#### Excerpt
From (15), the following can be derived:
$$ \begin{aligned} &\sum\limits_{j=1}^J g_j^{\prime}(\mathit{\Upphi}_0^{k,j})\Upgamma_1\\ &\quad =\sum\limits_{j=1}^J g_j^{\prime}(\mathit{\Upphi}_0^{k,j})\sum\limits_{i=1}^nu_i^kf^{\prime} ({\bf v}_{\bf i}^{k}\cdot{\bf x}^j)(\Updelta {\bf v}_{\bf i}^{k}\cdot{\bf x}^j)G_i^{k,j}\\ &\quad= \sum\limits_{i=1}^n \frac{\partial E({\bf W}^k)}{\partial{\bf v}_{\bf i}} \cdot \left(-\eta \frac{\partial E({\bf W}^k)}{\partial{\bf v}_{\bf i}}\right)\\ &\quad =-\eta\sum\limits_{i=1}^n \left\|\frac{\partial E({\bf W}^k)}{\partial{\bf v}_{\bf i}}\right\|^2.\\ \end{aligned} $$
(46)

#### Extracted material

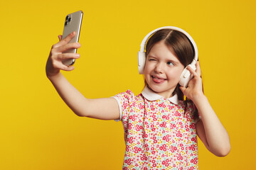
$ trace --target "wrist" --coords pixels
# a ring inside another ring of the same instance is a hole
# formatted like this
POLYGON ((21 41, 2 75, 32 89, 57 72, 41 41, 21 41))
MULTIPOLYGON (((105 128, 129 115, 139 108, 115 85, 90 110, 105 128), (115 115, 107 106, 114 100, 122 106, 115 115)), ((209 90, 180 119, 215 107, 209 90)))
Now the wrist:
POLYGON ((204 101, 208 101, 207 97, 203 94, 198 94, 193 96, 193 102, 196 106, 198 105, 200 103, 203 102, 204 101))
POLYGON ((58 79, 58 77, 59 77, 60 76, 60 74, 61 74, 61 73, 59 71, 59 72, 58 72, 56 73, 54 73, 54 74, 48 74, 48 73, 46 73, 46 76, 50 81, 52 81, 58 79))

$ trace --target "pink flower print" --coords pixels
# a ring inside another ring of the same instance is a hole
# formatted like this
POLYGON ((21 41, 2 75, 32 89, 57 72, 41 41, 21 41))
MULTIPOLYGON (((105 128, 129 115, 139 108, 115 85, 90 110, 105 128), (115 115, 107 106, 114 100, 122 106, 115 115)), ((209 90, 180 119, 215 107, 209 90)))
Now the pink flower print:
POLYGON ((177 159, 179 160, 183 160, 183 157, 181 156, 181 154, 178 154, 178 157, 177 157, 177 159))

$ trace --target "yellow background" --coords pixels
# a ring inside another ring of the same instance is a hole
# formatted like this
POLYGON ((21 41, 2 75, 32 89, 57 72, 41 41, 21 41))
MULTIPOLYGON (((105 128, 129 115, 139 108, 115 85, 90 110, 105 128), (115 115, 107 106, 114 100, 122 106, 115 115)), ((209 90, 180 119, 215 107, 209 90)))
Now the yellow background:
POLYGON ((45 74, 65 15, 84 12, 81 57, 63 73, 87 98, 143 88, 137 52, 161 26, 197 43, 204 91, 229 132, 217 157, 199 142, 201 169, 252 169, 256 152, 255 1, 1 1, 0 169, 121 169, 122 125, 76 116, 45 74))

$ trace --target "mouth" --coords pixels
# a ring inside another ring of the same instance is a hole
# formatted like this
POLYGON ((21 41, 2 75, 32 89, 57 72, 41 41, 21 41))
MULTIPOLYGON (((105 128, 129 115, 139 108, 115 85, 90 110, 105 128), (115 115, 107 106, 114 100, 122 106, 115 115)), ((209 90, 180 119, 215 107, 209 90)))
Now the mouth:
POLYGON ((154 82, 156 83, 156 84, 161 84, 163 83, 164 81, 167 80, 166 79, 164 79, 159 76, 151 76, 152 80, 154 82))

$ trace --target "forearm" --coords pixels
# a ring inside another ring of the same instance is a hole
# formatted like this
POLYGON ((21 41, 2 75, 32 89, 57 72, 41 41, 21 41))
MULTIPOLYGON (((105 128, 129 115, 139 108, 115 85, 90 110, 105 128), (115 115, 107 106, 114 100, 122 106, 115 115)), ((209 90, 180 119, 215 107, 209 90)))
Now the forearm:
POLYGON ((230 149, 228 132, 211 108, 206 96, 201 95, 194 102, 203 123, 208 149, 217 156, 224 156, 230 149))

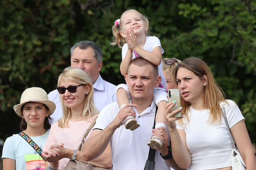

#### Exercise
List every distinct Greek letter that appears in the derivation. The material isn't needed for this exercise.

#### Exercise answer
Φ, Γ, Δ, η